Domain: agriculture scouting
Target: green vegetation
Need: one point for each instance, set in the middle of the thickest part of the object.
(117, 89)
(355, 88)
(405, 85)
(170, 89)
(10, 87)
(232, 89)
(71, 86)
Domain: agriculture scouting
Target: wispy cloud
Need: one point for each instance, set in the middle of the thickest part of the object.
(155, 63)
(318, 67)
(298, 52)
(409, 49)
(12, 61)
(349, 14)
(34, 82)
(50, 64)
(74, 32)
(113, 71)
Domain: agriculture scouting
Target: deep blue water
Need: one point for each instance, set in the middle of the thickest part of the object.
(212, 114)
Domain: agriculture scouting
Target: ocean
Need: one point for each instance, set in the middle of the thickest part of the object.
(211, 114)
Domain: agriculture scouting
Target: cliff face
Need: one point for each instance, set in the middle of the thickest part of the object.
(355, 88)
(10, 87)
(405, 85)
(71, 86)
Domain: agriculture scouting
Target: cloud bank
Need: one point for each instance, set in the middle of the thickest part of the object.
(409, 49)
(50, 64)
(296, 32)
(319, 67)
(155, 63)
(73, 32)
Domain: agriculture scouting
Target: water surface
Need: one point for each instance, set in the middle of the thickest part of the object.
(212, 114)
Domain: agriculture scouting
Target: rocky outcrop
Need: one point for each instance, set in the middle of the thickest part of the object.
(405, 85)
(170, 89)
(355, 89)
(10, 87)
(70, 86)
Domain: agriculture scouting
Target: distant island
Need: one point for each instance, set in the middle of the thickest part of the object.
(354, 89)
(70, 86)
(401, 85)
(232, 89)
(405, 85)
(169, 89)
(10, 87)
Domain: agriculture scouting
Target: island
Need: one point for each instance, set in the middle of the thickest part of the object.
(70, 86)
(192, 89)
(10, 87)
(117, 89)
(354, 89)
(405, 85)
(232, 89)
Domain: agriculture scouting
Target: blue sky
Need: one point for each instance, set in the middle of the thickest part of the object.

**The request:**
Set down the entries verbatim, leaving none out.

**Result:**
Domain: agriculture scouting
Target: green vegetation
Need: one point for each instance, set in the middle of the thickest part of the object.
(117, 89)
(355, 88)
(405, 85)
(170, 89)
(10, 87)
(232, 89)
(71, 86)
Domain: agriculture scouting
Target: wispy cloud
Need: one point for each instance, set in the middle of the thickest part of the object.
(155, 63)
(318, 67)
(298, 52)
(409, 49)
(12, 61)
(349, 14)
(34, 82)
(50, 64)
(74, 32)
(113, 71)
Domain: agriculture scouting
Target: deep blue water
Need: one point for each instance, set in the middle of the thickest part of the object.
(212, 114)
Domain: agriculture scouting
Target: ocean
Need: one point for each instance, set in the middle of the thickest part of the object.
(211, 114)
Domain: agriculture scouting
Target: cliff face
Need: one point for each instance, set in the middle of the thickest part of the object.
(355, 88)
(10, 87)
(405, 85)
(71, 86)
Domain: agriculture scouting
Target: cloud bank
Need: one point for each instance, set in the middle of the thickest part of the object.
(409, 49)
(50, 64)
(296, 32)
(319, 67)
(155, 63)
(73, 32)
Domain: agriculture scouting
Target: water surface
Need: one point for each instance, set in the middle of the thickest part of the object.
(212, 114)
Domain: agriculture scouting
Target: rocky outcrop
Need: one point for each instance, set in the middle of the thickest part of the object.
(405, 85)
(170, 89)
(355, 89)
(10, 87)
(70, 86)
Domain: agriculture scouting
Target: distant island
Need: one point for each instance, set in the middle of the thickest part of the object.
(354, 89)
(70, 86)
(401, 85)
(232, 89)
(405, 85)
(169, 89)
(10, 87)
Domain: agriculture scouting
Target: island
Need: one point for each instance, set in the middle of the thickest part of the object.
(70, 86)
(192, 89)
(10, 87)
(117, 89)
(354, 89)
(405, 85)
(232, 89)
Domain: agriculture scouting
Target: blue sky
Need: one point for each instance, set in the middle of the thickest part of the object.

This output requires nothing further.